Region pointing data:

Start of Block

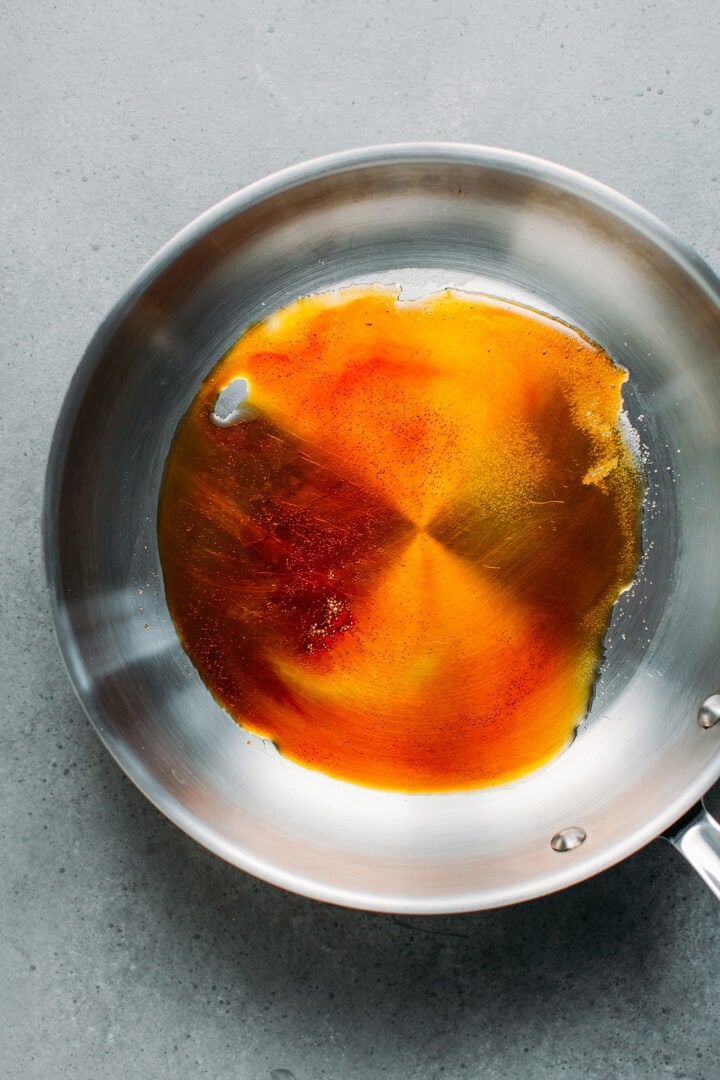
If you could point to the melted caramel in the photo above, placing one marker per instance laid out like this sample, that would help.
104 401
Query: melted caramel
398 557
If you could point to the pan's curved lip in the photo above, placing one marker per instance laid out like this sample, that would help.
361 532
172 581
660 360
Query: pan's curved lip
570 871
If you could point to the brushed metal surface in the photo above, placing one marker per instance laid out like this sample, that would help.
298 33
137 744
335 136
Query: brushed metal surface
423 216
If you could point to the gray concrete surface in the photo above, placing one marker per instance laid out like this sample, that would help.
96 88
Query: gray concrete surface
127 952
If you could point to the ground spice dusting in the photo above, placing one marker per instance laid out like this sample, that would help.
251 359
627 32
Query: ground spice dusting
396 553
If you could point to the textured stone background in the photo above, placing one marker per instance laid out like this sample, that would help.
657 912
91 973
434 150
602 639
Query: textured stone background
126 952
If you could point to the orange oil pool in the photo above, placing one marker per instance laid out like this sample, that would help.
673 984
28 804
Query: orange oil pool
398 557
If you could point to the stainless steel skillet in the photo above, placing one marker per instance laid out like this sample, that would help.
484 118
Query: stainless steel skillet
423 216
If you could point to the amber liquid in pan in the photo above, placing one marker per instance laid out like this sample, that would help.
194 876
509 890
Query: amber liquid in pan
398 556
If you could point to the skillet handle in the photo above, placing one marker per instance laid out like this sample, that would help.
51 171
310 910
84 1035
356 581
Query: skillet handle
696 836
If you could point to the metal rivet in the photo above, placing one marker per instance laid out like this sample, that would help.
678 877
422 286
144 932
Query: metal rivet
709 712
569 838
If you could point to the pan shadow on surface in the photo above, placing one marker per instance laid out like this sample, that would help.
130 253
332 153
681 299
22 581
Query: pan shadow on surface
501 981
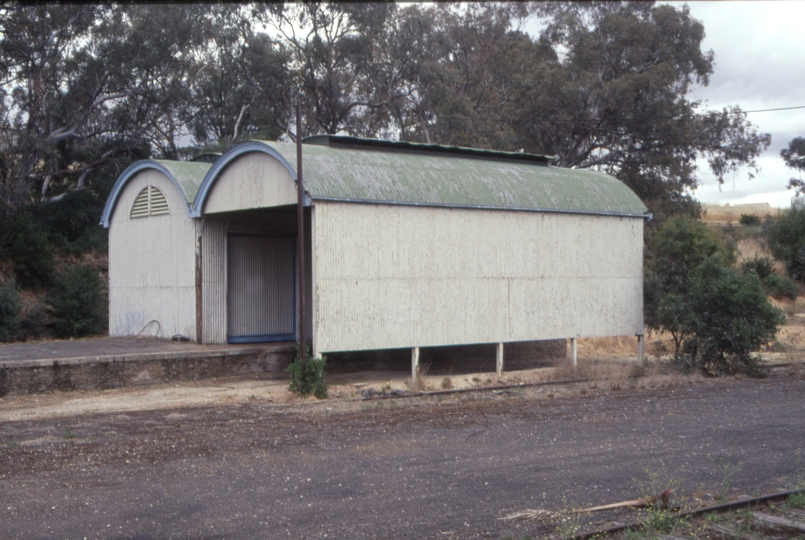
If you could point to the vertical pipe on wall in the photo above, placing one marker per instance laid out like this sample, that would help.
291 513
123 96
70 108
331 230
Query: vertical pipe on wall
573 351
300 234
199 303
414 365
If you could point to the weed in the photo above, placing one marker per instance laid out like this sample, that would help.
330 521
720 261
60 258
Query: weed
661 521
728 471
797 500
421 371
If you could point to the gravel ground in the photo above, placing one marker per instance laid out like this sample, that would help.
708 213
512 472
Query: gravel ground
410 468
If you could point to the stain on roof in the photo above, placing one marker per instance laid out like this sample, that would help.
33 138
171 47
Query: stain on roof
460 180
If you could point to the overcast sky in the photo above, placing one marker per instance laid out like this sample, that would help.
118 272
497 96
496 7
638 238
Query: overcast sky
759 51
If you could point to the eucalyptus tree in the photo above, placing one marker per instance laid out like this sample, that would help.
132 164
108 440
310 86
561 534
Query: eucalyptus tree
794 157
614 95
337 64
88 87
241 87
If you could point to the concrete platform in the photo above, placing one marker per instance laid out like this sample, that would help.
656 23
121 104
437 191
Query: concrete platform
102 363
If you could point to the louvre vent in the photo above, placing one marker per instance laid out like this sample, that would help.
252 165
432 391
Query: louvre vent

End of Block

» **Try it**
The lines needed are those in the data above that hold the string "vent"; copy each of them.

» **Task result**
If you could point to the louvre vent in the photo above, placing one marker per instance laid out like this sample, that would help.
Query: louvre vent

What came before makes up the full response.